:: Given task ::
Using the records below, copy out exactly the line that contains "Each instance receives one keypoint. Mark the blue sneaker" and every line that follows it, up to and including the last, and no others.

:: Data records ::
........
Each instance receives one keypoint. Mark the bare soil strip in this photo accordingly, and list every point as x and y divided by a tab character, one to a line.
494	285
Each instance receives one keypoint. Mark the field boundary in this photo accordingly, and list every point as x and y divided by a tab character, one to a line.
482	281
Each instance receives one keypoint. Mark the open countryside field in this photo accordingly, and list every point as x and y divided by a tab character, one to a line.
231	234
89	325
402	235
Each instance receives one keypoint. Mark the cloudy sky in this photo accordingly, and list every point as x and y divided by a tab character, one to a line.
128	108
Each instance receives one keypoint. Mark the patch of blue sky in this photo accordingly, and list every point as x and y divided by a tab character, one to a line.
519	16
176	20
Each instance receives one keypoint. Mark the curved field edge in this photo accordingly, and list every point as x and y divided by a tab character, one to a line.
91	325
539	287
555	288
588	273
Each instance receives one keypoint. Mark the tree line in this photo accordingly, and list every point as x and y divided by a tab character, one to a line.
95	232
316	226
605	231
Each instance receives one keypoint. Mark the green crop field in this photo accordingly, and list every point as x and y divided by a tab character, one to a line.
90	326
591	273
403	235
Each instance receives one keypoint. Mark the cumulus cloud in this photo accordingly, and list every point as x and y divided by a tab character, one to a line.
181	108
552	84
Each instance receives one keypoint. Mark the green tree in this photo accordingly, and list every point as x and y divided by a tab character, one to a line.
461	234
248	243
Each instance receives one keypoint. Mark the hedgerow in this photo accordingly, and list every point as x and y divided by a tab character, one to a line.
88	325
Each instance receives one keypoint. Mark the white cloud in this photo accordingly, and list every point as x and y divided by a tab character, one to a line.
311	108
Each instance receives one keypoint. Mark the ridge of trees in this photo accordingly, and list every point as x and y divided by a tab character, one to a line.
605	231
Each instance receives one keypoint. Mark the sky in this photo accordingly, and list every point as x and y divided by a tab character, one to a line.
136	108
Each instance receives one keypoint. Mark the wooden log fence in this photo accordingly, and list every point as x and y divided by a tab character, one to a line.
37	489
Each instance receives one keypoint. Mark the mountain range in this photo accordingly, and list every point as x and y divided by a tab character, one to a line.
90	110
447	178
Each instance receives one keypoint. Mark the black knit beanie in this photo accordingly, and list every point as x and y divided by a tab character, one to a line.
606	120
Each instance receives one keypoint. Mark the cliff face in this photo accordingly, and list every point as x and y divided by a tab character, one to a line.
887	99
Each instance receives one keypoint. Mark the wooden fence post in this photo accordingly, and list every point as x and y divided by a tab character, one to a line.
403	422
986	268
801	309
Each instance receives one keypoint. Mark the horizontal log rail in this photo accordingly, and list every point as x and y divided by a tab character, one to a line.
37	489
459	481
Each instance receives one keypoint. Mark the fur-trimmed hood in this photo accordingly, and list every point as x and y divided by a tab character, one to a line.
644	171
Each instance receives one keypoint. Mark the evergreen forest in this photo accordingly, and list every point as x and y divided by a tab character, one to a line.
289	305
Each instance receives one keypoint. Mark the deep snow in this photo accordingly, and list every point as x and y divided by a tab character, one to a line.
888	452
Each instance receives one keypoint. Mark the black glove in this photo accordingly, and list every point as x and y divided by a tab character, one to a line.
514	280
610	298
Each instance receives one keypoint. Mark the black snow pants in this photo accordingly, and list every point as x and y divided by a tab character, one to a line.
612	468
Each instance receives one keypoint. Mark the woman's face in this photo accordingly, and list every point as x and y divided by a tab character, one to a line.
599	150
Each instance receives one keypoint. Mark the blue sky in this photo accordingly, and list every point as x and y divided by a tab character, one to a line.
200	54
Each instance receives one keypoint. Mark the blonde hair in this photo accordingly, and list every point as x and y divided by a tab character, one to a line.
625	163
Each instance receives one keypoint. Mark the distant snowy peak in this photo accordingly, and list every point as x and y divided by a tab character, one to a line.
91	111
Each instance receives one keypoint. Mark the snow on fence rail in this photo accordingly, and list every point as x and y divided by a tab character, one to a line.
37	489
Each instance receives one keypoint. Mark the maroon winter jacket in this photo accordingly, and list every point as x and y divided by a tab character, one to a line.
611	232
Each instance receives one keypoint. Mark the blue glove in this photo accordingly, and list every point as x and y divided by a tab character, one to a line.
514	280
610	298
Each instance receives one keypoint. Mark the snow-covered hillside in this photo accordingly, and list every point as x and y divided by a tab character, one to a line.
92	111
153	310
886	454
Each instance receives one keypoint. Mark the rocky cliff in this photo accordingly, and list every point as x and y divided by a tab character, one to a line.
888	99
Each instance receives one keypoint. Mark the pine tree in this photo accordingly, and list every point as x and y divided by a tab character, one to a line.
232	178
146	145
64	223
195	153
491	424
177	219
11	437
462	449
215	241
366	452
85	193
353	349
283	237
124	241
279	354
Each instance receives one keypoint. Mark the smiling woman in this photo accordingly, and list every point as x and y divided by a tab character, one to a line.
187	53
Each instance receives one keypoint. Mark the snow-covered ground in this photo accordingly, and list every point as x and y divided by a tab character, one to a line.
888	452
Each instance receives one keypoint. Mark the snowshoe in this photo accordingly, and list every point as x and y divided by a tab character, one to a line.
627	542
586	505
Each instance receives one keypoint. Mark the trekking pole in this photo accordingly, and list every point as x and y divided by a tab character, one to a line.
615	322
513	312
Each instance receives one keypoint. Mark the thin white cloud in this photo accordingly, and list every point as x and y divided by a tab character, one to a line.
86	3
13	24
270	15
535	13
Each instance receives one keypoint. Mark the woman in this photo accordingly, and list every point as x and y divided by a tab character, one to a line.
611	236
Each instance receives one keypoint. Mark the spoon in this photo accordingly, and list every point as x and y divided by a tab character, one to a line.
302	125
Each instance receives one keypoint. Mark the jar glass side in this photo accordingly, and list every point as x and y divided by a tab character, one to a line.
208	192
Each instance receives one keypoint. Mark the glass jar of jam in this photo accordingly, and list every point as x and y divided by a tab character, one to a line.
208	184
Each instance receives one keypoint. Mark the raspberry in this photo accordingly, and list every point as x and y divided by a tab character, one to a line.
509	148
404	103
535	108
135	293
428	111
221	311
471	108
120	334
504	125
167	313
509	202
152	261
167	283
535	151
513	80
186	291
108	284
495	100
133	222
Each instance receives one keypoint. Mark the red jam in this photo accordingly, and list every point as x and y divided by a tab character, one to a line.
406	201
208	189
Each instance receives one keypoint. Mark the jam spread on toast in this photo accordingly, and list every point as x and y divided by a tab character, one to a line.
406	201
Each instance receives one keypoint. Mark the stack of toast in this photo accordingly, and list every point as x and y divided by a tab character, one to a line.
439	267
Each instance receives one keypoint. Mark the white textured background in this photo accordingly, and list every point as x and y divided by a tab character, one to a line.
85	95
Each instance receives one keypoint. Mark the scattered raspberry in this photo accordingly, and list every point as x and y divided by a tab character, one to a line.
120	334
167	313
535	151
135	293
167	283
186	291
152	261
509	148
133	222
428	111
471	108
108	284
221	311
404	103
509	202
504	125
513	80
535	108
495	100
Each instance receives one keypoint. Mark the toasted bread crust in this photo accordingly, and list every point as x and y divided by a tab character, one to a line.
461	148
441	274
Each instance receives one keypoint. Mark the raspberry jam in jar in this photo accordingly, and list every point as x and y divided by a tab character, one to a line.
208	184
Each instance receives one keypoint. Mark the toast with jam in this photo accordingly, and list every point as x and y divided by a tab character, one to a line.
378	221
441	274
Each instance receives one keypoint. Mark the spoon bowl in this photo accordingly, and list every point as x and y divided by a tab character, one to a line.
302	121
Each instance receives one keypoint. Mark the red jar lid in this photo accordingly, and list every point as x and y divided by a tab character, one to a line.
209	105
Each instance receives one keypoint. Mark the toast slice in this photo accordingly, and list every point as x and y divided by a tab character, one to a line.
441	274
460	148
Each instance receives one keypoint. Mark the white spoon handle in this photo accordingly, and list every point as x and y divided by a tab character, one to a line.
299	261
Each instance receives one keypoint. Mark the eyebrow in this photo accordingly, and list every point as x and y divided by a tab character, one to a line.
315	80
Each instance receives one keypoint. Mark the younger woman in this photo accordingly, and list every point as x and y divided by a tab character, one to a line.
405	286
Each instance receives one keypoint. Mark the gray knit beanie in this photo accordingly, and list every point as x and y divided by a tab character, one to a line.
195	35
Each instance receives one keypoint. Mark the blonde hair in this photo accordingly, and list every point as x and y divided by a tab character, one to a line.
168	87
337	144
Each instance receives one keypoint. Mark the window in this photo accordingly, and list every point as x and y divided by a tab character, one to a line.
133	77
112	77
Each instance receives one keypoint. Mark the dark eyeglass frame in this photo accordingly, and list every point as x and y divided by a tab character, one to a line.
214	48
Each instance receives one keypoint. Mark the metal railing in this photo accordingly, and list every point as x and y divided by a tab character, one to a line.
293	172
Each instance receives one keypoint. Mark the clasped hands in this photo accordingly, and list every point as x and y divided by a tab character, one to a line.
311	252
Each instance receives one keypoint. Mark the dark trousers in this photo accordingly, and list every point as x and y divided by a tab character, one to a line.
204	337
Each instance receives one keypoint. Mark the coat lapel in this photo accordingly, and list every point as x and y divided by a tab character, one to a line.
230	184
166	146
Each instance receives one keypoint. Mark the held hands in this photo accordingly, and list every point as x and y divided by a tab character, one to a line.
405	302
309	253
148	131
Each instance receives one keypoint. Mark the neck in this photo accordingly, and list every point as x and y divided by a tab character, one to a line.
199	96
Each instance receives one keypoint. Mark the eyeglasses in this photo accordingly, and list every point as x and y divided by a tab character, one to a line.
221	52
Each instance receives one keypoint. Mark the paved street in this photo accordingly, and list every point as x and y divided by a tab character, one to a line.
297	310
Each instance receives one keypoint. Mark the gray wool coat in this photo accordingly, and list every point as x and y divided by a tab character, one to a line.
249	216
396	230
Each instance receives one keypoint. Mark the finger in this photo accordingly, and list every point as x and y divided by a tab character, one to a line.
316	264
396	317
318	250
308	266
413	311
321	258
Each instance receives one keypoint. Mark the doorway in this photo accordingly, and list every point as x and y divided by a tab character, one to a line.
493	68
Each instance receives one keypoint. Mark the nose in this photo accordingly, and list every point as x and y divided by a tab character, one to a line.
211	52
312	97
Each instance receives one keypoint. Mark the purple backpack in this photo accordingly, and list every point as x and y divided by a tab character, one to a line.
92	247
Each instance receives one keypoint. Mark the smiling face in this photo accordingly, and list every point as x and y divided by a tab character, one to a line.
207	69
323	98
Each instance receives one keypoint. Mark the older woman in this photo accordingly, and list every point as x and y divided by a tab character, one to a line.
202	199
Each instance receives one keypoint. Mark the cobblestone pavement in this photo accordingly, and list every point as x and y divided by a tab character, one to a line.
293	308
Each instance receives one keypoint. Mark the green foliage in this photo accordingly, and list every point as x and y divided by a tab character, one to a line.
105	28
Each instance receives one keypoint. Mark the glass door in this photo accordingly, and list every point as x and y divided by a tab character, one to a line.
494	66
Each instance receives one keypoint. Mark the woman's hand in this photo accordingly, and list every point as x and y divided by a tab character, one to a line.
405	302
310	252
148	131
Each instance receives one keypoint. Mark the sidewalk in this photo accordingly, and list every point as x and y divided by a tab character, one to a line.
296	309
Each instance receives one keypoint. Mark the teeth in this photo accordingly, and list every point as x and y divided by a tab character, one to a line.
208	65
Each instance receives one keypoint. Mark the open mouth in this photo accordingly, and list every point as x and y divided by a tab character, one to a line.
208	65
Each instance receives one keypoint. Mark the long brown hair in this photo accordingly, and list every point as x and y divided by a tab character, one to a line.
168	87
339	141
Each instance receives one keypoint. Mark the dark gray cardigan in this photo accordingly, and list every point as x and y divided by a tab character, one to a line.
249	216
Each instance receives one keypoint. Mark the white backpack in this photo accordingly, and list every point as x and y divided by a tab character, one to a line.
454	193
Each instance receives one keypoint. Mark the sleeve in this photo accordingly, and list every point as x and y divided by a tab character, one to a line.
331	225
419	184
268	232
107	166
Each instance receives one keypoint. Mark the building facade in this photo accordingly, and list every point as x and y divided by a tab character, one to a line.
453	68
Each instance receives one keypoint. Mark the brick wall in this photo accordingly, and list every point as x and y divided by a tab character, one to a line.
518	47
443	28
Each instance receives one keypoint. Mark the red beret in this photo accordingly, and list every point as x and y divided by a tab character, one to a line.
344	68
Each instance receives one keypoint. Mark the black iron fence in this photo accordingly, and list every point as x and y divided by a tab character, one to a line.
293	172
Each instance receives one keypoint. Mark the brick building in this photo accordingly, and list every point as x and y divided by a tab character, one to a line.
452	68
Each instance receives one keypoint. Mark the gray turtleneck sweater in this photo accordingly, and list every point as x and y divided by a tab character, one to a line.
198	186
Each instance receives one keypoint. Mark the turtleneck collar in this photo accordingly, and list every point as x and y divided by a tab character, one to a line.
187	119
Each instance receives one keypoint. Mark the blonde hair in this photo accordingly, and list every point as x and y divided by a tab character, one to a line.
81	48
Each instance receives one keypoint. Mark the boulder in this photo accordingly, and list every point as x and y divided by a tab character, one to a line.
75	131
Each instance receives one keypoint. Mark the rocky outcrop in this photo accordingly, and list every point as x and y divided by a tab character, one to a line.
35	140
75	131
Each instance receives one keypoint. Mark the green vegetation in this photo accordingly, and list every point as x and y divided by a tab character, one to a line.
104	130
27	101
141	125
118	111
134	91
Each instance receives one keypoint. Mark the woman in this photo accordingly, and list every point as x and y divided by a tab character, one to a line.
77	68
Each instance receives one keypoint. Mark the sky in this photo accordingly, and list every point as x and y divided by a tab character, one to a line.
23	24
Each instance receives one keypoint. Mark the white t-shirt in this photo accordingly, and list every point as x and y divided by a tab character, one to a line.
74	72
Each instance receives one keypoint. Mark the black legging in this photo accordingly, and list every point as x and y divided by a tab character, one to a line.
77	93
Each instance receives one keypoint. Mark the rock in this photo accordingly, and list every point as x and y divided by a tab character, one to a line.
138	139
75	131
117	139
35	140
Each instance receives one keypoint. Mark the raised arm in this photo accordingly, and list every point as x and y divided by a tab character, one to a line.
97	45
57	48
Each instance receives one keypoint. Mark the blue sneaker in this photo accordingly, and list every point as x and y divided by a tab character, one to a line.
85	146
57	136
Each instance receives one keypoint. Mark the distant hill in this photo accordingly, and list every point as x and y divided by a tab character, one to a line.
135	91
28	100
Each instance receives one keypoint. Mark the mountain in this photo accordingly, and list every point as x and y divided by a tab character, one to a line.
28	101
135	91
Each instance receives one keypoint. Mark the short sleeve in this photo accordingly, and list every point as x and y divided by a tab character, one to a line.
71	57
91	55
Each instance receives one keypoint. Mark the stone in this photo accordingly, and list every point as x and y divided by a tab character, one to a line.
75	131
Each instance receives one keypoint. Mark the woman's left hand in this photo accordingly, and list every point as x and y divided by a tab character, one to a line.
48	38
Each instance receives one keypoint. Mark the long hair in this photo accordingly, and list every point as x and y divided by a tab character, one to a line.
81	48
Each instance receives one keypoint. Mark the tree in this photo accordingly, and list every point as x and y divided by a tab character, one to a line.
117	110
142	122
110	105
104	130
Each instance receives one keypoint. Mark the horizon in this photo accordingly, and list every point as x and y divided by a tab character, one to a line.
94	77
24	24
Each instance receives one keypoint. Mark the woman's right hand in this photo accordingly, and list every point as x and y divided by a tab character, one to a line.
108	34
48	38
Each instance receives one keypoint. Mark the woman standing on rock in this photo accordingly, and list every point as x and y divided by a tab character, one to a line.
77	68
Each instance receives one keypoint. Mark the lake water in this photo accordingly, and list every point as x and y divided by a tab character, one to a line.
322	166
........
:: Response ::
Each instance receives one keypoint. Mark the blue sneaker in this photo accordingly, and list every point as x and y divided by a tab character, one to a line.
85	146
57	136
Each instance receives one keypoint. Mark the distant hill in this photo accordingly, and list every point as x and y divided by a tab character, one to a line.
135	91
28	100
Each instance receives one keypoint. Mark the mountain in this photo accordingly, and list every point as x and y divided by a tab character, one to a line.
28	101
135	91
Each instance receives one keypoint. Mark the short sleeve in this photo accordingly, and list every point as x and y divided by a tab character, one to a line.
71	57
91	55
Each instance receives one keypoint. Mark the stone in this photo accordingly, and list every point as x and y divided by a tab character, one to a line.
75	131
Each instance receives one keypoint. Mark the woman's left hand in this photo accordingly, and list every point as x and y divided by a tab character, one to a line.
48	38
Each instance receives one keypoint. Mark the long hair in this photo accordingly, and list every point as x and y divided by a tab character, one to a line.
81	48
Each instance receives one keypoint. Mark the tree in this photo accordingly, and list every point as x and y divided by a tab character, one to a line.
117	110
142	122
110	105
104	130
Each instance receives one keypoint. Mark the horizon in this photo accordingly, and list every point as x and y divided by a tab character, one to a line.
94	77
24	24
Each instance receives one keypoint. Mark the woman's right hand in this photo accordingly, and list every point as x and y divided by a tab character, one to a line.
108	34
48	38
Each instance receives one keypoint. Mark the woman standing on rock in this photo accordingly, and list every point as x and y divided by a tab character, one to a line.
77	68
Each instance receives one keypoint. Mark the lake water in this photo accordingly, and list every point as x and y divided by a tab character, one to a line.
322	166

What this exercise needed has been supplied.